**Required work**
Which lines of the material below contain the string "window"? Find them and copy each one in full.

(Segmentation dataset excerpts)
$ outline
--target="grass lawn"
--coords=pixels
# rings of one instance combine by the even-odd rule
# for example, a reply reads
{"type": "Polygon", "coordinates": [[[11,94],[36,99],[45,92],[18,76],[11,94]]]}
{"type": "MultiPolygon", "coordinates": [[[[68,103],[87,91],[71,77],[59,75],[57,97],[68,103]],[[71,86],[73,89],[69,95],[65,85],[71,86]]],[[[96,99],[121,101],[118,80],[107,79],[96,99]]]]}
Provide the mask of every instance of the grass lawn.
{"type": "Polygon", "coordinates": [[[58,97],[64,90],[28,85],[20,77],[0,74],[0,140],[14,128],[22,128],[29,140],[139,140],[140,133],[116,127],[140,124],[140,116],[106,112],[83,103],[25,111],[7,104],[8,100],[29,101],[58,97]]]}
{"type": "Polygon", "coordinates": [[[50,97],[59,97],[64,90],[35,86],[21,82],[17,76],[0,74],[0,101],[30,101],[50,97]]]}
---
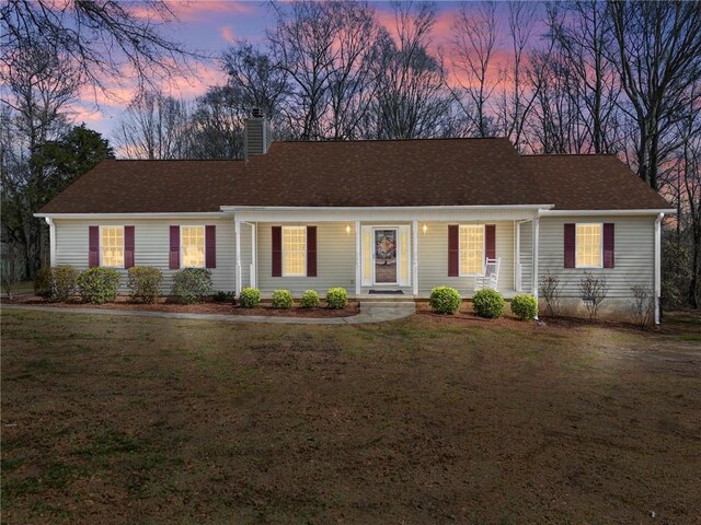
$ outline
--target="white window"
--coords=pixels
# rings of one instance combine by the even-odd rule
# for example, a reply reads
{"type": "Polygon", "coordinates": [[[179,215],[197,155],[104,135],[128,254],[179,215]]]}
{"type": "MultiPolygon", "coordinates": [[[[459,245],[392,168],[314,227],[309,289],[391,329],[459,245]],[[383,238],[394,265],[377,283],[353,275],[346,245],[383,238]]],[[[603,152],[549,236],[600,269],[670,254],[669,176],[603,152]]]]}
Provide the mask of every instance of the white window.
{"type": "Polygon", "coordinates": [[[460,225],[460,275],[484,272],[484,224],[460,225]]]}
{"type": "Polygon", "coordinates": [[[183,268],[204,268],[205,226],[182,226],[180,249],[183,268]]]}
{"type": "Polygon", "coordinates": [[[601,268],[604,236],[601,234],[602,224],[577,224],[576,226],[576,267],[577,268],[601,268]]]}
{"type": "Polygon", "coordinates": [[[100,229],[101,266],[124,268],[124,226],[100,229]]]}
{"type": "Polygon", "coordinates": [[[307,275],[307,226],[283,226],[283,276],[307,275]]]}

**Final result**
--target="white window"
Provide the mask of every instance of the white window.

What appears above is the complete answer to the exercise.